Tasks to complete.
**a)** Decide whether each statement below agrees with the Process HTML page. Answer yes or no for each, and quote the deciding words of the page. (i) Format conversion can turn HTML into Markdown or plain text. (ii) Setting target elements is a required step. (iii) The Clean operation removes scripts.
**b)** Reproduce the Process HTML page word for word, everything from "Output FormatStringFormat for" down to "the main content.".
**c)** Pick up the Process HTML page below at the point where it stops, and write its continuation.

***** Source excerpt *****

Skip to content

Process HTML

What it does: Takes HTML content and processes it by extracting specific elements, cleaning unwanted code, converting formats, or restructuring the content.

NameTypeDescriptionRequiredDefault
HTML ContentStringThe HTML code to processYes""
OperationStringWhat to do: extract, clean, convert, restructureNoclean
Target ElementsStringCSS selector for elements to focus onNo""
Output FormatStringFormat for results: html, text, markdownNohtml
NameTypeDescription
processedContentStringThe processed HTML or converted content
extractedElementsArraySpecific elements that were extracted
originalSizeNumberSize of original HTML in characters
processedSizeNumberSize after processing

Content Cleaning Remove ads, tracking scripts, and unnecessary elements from HTML to focus on the main content.

Data Extraction Extract specific information like product details, prices, or contact information from HTML pages.

Format Conversion Convert HTML content to Markdown, plain text, or other formats for use in different systems.

  1. Get HTML content - from Get All HTML or other sources
  2. Choose processing type - extract, clean, convert, or restructure
  3. Set target elements - specify what parts to focus on (optional)
  4. Run the workflow - get processed content ready for use

Simple Example:

{
"htmlContent": "<html>...</html>",
"operation": "clean",
"targetElements": ".main-content",
"outputFormat": "html"
}
🔍 Technical Details

Processing Operations:

  • Extract: Pull out specific elements or content sections
  • Clean: Remove unwanted elements, scripts, and attributes
  • Convert: Transform HTML to other formats (Markdown, text)

***** Supplied records *****

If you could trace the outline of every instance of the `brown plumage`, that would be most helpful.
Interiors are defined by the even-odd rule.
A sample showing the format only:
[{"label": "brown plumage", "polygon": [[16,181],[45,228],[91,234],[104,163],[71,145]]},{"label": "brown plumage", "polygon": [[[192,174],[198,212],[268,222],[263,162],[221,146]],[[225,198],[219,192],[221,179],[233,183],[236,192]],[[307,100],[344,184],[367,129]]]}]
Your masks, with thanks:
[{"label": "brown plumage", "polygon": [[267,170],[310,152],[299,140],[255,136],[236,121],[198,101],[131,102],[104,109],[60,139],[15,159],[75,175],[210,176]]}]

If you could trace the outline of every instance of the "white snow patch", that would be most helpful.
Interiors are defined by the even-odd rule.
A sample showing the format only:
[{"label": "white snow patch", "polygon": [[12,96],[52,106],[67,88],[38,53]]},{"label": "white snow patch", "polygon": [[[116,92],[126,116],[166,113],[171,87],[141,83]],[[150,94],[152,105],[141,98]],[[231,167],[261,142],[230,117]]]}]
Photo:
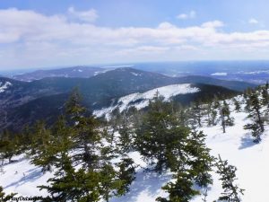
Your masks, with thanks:
[{"label": "white snow patch", "polygon": [[211,74],[211,75],[221,75],[221,76],[225,76],[227,75],[228,74],[226,72],[216,72],[216,73]]},{"label": "white snow patch", "polygon": [[137,74],[137,73],[134,73],[134,72],[131,72],[131,74],[132,74],[133,75],[135,75],[135,76],[140,75],[140,74]]},{"label": "white snow patch", "polygon": [[110,113],[117,107],[120,112],[127,110],[130,107],[135,107],[137,110],[145,108],[149,105],[150,100],[153,99],[157,92],[159,92],[159,95],[164,97],[165,101],[169,101],[173,96],[178,94],[195,93],[198,92],[200,90],[198,88],[192,87],[190,83],[167,85],[155,88],[143,93],[135,92],[121,97],[115,106],[103,108],[100,110],[94,110],[93,114],[97,117],[102,117],[105,115],[106,118],[109,119]]},{"label": "white snow patch", "polygon": [[[161,92],[161,88],[159,92]],[[143,93],[141,93],[143,94]],[[131,96],[130,96],[131,98]],[[134,98],[134,97],[133,97]],[[234,109],[229,102],[230,109]],[[247,114],[245,112],[231,112],[235,118],[235,125],[228,127],[225,134],[219,125],[199,128],[207,135],[206,144],[212,149],[212,154],[221,154],[223,160],[228,160],[230,164],[235,165],[237,171],[237,183],[244,189],[243,202],[268,202],[269,181],[269,127],[265,127],[265,132],[260,144],[254,144],[249,133],[243,129],[247,123]],[[128,154],[134,161],[146,166],[137,152]],[[45,191],[40,191],[39,185],[46,185],[47,180],[52,177],[52,173],[45,175],[40,169],[30,163],[30,161],[16,157],[17,162],[5,164],[4,173],[0,173],[0,186],[3,186],[7,193],[16,192],[23,196],[46,196]],[[17,172],[16,172],[17,171]],[[24,173],[24,175],[23,175]],[[207,201],[216,200],[222,192],[220,176],[213,173],[213,185],[208,190]],[[111,198],[111,202],[154,202],[158,197],[166,197],[161,187],[170,180],[170,175],[158,175],[156,173],[144,172],[137,170],[136,180],[130,187],[130,192],[121,198]],[[201,202],[202,197],[196,197],[192,202]]]},{"label": "white snow patch", "polygon": [[0,82],[0,93],[4,92],[6,89],[8,89],[9,86],[12,86],[13,84],[10,82],[5,82],[4,85],[2,85],[2,82]]}]

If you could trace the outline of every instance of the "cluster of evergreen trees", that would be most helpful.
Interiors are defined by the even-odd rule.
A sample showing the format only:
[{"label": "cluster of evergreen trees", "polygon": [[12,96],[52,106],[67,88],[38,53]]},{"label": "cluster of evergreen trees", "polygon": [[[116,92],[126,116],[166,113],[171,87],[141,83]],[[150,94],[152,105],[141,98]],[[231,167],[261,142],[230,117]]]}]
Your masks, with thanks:
[{"label": "cluster of evergreen trees", "polygon": [[251,131],[256,143],[261,141],[261,135],[265,131],[265,123],[268,117],[268,88],[269,84],[267,83],[265,86],[259,86],[257,89],[248,89],[244,93],[245,110],[248,113],[247,118],[251,120],[251,123],[245,125],[244,128]]},{"label": "cluster of evergreen trees", "polygon": [[[252,130],[257,142],[265,130],[266,111],[262,109],[269,103],[267,90],[268,85],[244,94],[245,110],[253,120],[245,128]],[[234,98],[232,102],[236,111],[243,110],[241,101]],[[13,155],[26,153],[44,172],[53,171],[48,185],[39,187],[49,193],[43,201],[108,201],[125,195],[134,180],[137,166],[127,154],[136,151],[147,162],[148,171],[172,173],[173,180],[162,188],[169,197],[157,201],[187,202],[199,194],[206,201],[211,174],[216,168],[223,188],[218,199],[239,202],[243,189],[235,184],[236,168],[212,156],[205,135],[197,129],[219,125],[225,133],[234,124],[229,105],[215,97],[207,103],[196,101],[184,108],[164,102],[157,92],[146,110],[115,110],[107,123],[91,116],[74,92],[65,105],[65,114],[52,126],[39,121],[20,135],[5,131],[0,137],[0,158],[3,162],[4,159],[11,162]]]}]

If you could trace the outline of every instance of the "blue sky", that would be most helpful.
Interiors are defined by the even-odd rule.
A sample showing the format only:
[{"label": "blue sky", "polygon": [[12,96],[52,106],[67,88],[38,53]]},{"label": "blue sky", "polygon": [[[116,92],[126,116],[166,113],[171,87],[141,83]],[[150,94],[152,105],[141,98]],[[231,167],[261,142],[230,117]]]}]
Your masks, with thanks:
[{"label": "blue sky", "polygon": [[0,69],[269,59],[268,0],[1,0]]}]

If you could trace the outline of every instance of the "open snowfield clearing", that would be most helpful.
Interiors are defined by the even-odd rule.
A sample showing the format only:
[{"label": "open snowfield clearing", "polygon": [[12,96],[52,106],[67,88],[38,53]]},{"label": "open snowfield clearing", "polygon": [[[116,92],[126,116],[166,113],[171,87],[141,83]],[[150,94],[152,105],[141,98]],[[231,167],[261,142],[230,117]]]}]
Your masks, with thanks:
[{"label": "open snowfield clearing", "polygon": [[160,88],[154,88],[143,93],[135,92],[121,97],[118,99],[117,103],[115,106],[95,110],[93,111],[93,114],[97,117],[106,115],[107,118],[109,118],[109,114],[117,107],[120,112],[127,110],[130,107],[134,107],[137,110],[141,110],[149,105],[150,100],[154,98],[157,92],[159,95],[164,98],[165,101],[168,101],[173,96],[178,94],[195,93],[198,92],[200,90],[198,88],[193,87],[190,83],[162,86]]},{"label": "open snowfield clearing", "polygon": [[[231,107],[233,109],[233,107]],[[207,145],[212,154],[219,154],[223,160],[238,168],[237,183],[239,188],[246,189],[242,201],[244,202],[268,202],[269,194],[269,136],[268,127],[265,127],[260,144],[254,144],[253,139],[243,126],[247,123],[247,114],[244,112],[232,112],[235,118],[235,126],[227,127],[223,134],[221,127],[204,127],[200,129],[207,134]],[[204,124],[205,125],[205,124]],[[136,163],[145,166],[137,153],[129,154]],[[8,193],[15,192],[23,196],[46,196],[40,192],[39,185],[46,184],[52,173],[43,174],[39,168],[29,163],[29,160],[17,156],[17,162],[4,166],[4,173],[0,174],[0,185]],[[166,196],[161,189],[170,176],[158,175],[138,170],[136,180],[132,184],[131,190],[124,197],[112,198],[111,202],[153,202],[160,196]],[[213,185],[208,190],[207,201],[213,201],[221,193],[221,186],[218,180],[219,175],[213,175]],[[201,202],[202,198],[196,197],[192,201]]]}]

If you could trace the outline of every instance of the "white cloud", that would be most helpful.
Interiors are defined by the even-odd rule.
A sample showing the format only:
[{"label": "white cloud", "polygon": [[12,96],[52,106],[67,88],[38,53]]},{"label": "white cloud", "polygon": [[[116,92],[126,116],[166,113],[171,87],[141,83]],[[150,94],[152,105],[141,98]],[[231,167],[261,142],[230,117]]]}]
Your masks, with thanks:
[{"label": "white cloud", "polygon": [[94,9],[91,9],[89,11],[79,12],[79,11],[76,11],[74,7],[69,7],[68,13],[74,18],[77,18],[77,19],[79,19],[82,22],[94,22],[99,17],[97,11]]},{"label": "white cloud", "polygon": [[190,11],[188,13],[181,13],[177,16],[177,18],[180,20],[194,19],[195,17],[196,17],[195,11]]},{"label": "white cloud", "polygon": [[155,28],[109,28],[69,15],[0,10],[0,68],[269,56],[268,30],[225,32],[219,29],[224,26],[220,21],[187,27],[164,22]]},{"label": "white cloud", "polygon": [[250,18],[248,20],[248,23],[250,23],[250,24],[258,24],[259,22],[257,20],[256,20],[255,18]]},{"label": "white cloud", "polygon": [[228,74],[226,72],[216,72],[216,73],[211,74],[211,75],[225,76],[225,75],[228,75]]},{"label": "white cloud", "polygon": [[206,22],[202,24],[202,27],[204,28],[218,28],[218,27],[223,27],[224,24],[221,21],[213,21],[213,22]]}]

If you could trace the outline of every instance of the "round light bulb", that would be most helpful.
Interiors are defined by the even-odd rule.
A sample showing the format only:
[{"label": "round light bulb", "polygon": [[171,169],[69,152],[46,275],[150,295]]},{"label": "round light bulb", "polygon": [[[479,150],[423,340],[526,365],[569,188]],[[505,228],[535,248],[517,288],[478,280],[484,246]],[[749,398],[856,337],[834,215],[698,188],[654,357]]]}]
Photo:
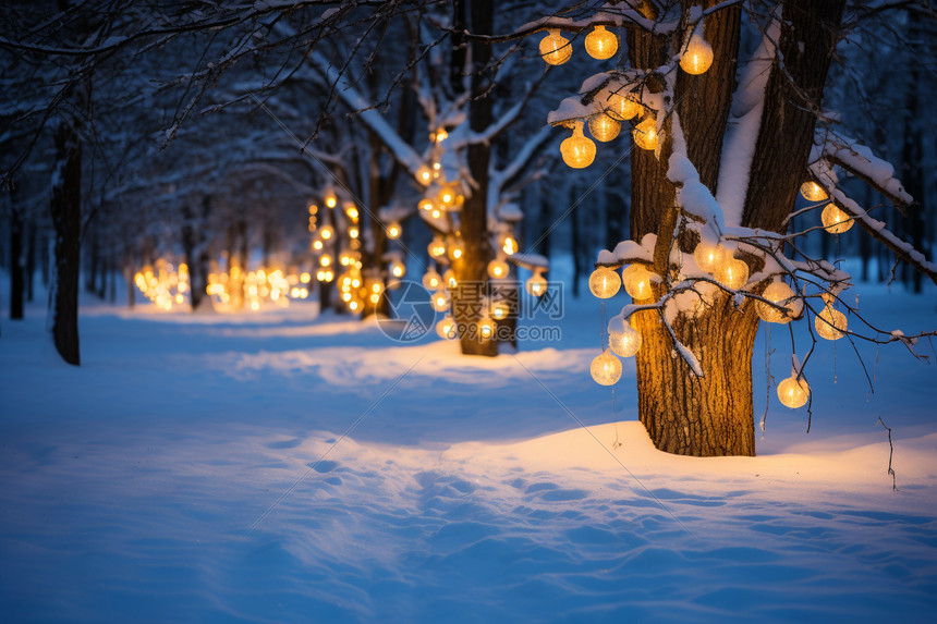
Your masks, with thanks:
[{"label": "round light bulb", "polygon": [[572,136],[560,144],[560,154],[573,169],[585,169],[595,160],[595,144],[583,135],[582,121],[576,121]]},{"label": "round light bulb", "polygon": [[621,277],[608,267],[599,267],[588,277],[588,290],[600,299],[613,297],[621,289]]},{"label": "round light bulb", "polygon": [[540,57],[550,65],[562,65],[573,54],[570,40],[560,35],[560,32],[550,28],[547,36],[540,39]]}]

*****

Answers to each task.
**a)**
(i) Yes: "Convert HTML content to Markdown, plain text, or other formats for use in different systems."
(ii) No: "Set target elements - specify what parts to focus on (optional)"
(iii) Yes: "Clean: Remove unwanted elements, scripts, and attributes"

**b)**
Output FormatStringFormat for results: html, text, markdownNohtml
NameTypeDescription
processedContentStringThe processed HTML or converted content
extractedElementsArraySpecific elements that were extracted
originalSizeNumberSize of original HTML in characters
processedSizeNumberSize after processing

Content Cleaning Remove ads, tracking scripts, and unnecessary elements from HTML to focus on the main content.

**c)**
  • Restructure: Reorganize elements and content hierarchy

Target Selection:

  • Use CSS selectors to focus on specific parts of the HTML
  • Leave empty to process the entire HTML content
  • Combine multiple selectors with commas

Output Formats:

  • HTML: Processed HTML code
  • Text: Plain text with formatting removed
  • Markdown: Markdown format for documentation

Performance:

  • Large HTML documents may take longer to process
  • Complex operations require more processing time
  • Simple cleaning operations are very fast

Clean Content:

{
"operation": "clean",
"targetElements": "article, .content",
"outputFormat": "html"
}

Extract Product Info:

{
"operation": "extract",
"targetElements": ".price, .product-name, .description",
"outputFormat": "text"
}

Convert to Markdown:

{
"operation": "convert",
"targetElements": "",
"outputFormat": "markdown"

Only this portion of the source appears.